***** RECORD SET
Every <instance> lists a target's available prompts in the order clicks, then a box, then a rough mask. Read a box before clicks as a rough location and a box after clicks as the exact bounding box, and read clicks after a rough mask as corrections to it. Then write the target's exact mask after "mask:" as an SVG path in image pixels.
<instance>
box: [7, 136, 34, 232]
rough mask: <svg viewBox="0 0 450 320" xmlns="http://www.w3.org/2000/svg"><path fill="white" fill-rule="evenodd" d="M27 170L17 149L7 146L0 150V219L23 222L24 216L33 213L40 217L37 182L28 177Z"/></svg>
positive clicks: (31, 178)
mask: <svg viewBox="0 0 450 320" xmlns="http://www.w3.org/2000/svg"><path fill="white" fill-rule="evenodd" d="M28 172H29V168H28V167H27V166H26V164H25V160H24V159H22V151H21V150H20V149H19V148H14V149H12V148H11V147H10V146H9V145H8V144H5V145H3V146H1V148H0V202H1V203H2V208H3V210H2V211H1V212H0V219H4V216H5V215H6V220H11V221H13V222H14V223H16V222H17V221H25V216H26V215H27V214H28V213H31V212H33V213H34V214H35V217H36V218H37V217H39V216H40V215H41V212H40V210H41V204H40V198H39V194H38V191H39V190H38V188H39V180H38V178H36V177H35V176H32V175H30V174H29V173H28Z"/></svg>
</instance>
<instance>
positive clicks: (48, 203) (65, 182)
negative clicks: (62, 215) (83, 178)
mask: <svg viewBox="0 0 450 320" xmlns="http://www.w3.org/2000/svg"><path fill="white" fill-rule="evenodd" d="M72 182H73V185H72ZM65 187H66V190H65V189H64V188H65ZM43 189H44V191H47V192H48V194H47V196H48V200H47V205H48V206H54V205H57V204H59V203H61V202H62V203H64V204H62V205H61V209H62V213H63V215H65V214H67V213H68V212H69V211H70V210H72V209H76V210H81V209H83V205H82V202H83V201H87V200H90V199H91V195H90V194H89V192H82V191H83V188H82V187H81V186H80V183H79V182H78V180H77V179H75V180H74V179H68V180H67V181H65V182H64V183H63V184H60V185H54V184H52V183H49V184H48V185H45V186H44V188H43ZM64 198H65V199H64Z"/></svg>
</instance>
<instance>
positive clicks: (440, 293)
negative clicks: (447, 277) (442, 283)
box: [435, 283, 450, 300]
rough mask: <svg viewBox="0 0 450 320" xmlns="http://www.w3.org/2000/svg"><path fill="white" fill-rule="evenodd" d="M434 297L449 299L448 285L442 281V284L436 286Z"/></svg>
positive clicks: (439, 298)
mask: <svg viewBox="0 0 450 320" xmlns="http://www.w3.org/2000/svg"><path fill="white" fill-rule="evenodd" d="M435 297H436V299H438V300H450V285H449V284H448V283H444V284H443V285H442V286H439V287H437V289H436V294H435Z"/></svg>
**********
▶ [EXERCISE DESCRIPTION] Rewrite all the records above as a JSON list of strings with one string per line, leaving out any blank lines.

▶ [ANSWER TO THIS PROBLEM]
[
  "Every <instance> lists a target's available prompts in the order clicks, then a box, then a rough mask. Read a box before clicks as a rough location and a box after clicks as the exact bounding box, and read clicks after a rough mask as corrections to it. Then write the target's exact mask after \"mask:\" as an SVG path in image pixels.",
  "<instance>",
  "box: [7, 136, 34, 232]",
  "rough mask: <svg viewBox=\"0 0 450 320\" xmlns=\"http://www.w3.org/2000/svg\"><path fill=\"white\" fill-rule=\"evenodd\" d=\"M27 170L17 149L7 146L0 150V219L23 222L24 216L33 213L40 217L37 182L28 177Z\"/></svg>",
  "positive clicks: (31, 178)",
  "mask: <svg viewBox=\"0 0 450 320\" xmlns=\"http://www.w3.org/2000/svg\"><path fill=\"white\" fill-rule=\"evenodd\" d=\"M28 172H29V168H28V167H27V166H26V164H25V160H24V159H22V151H21V150H20V149H19V148H14V149H12V148H11V147H10V146H9V145H8V144H5V145H3V146H1V148H0V202H1V203H2V208H3V210H2V211H1V212H0V219H4V216H5V215H6V220H11V221H13V222H14V223H16V222H17V221H25V216H26V215H27V214H28V213H31V212H33V213H34V214H35V217H36V218H37V217H39V216H40V215H41V212H40V210H41V204H40V198H39V194H38V191H39V190H38V188H39V180H38V178H36V177H35V176H32V175H30V174H29V173H28Z\"/></svg>",
  "</instance>",
  "<instance>",
  "positive clicks: (48, 203) (65, 182)",
  "negative clicks: (62, 215) (83, 178)",
  "mask: <svg viewBox=\"0 0 450 320\" xmlns=\"http://www.w3.org/2000/svg\"><path fill=\"white\" fill-rule=\"evenodd\" d=\"M72 182H73V185H72ZM65 187H66V190H65V189H64V188H65ZM43 189H44V191H47V192H48V194H47V196H48V200H47V205H48V206H54V205H57V204H59V203H61V202H62V203H64V204H62V205H61V209H62V213H63V215H65V214H67V213H68V212H69V211H70V210H72V209H76V210H81V209H83V205H82V202H83V201H87V200H90V199H91V195H90V194H89V192H82V191H83V188H82V187H81V186H80V183H79V182H78V180H77V179H75V180H74V179H68V180H67V181H65V182H64V183H63V184H60V185H54V184H52V183H49V184H48V185H45V186H44V188H43ZM64 198H65V199H64Z\"/></svg>",
  "</instance>",
  "<instance>",
  "positive clicks: (440, 293)",
  "negative clicks: (447, 277) (442, 283)",
  "box: [435, 283, 450, 300]",
  "rough mask: <svg viewBox=\"0 0 450 320\" xmlns=\"http://www.w3.org/2000/svg\"><path fill=\"white\" fill-rule=\"evenodd\" d=\"M434 297L449 299L448 285L442 281V284L436 286Z\"/></svg>",
  "positive clicks: (439, 298)",
  "mask: <svg viewBox=\"0 0 450 320\" xmlns=\"http://www.w3.org/2000/svg\"><path fill=\"white\" fill-rule=\"evenodd\" d=\"M435 297H436V299H438V300H450V285H449V284H448V283H444V284H443V285H442V286H439V287H437V289H436V294H435Z\"/></svg>"
]